Excerpted text →
# December Photo Contest - Official 2009 Calendar Photos - SUBMIT HERE!!!



## Jazz & Jules

Jules & Jazz will start this Holiday Season with visions of sugar plums dancing in their heads!


----------



## Augustus McCrae's Mom

That is a great picture! Since Gus has never had a Christmas or winter before, I will have to see what we can do!


----------



## Rachel's Mom

rachel in the snow when she was a pup!


----------



## mist

bah humbug, my not so happy puppers
Oliver Gracie & Gabby


----------



## AquaClaraCanines

Wow Jules and Jazz, that will be hard to beat!


----------



## Misslane&lois

HEHE HOW CUTEE awwwwww!!!!
i will send Lois' photo this week hehehe i love your goldens!!!.. mist.. the faces of your goldens are really funny. what were they thinking of? hehehehe COOL SHOOT


----------



## Ninde'Gold

It's snowing outside right now, time to try and get a picture! lol


----------



## Abbydabbydo

Abby last Christmas....


----------



## norabrown

So cute! All of them!

Tasks to carry out →
**A)** How would you shorten the paragraph in the photo contest thread that begins "That is a great picture!" while keeping its main facts?
**B)** What two-sentence summary captures the photo contest thread?

Collected data →

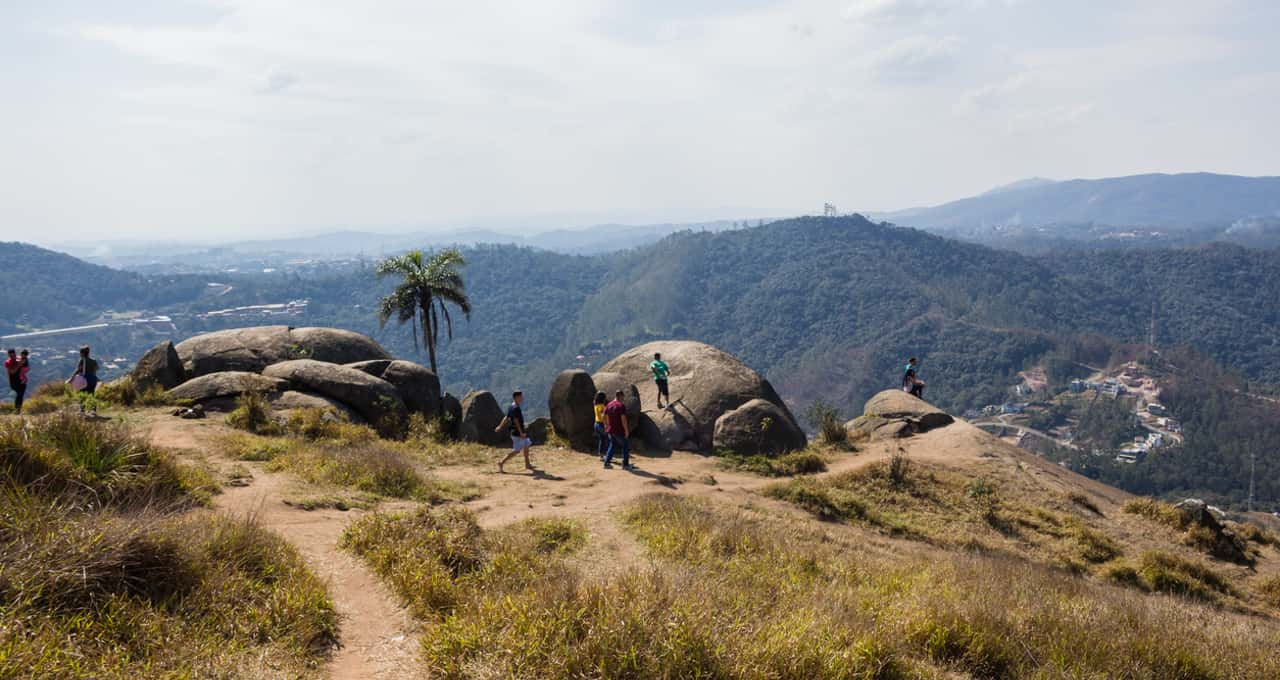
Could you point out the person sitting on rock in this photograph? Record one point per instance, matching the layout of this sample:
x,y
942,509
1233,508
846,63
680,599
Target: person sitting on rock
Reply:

Solutions to the tasks →
**A)** Great picture! Gus has never had a Christmas or winter, so the poster will have to see what can be done.

**B)** The thread collects submissions for the December photo contest for official 2009 calendar photos, including Rachel in the snow as a pup and Abby last Christmas. Other posters praise the pictures as cute or hard to beat, and some plan to send or take photos of their own.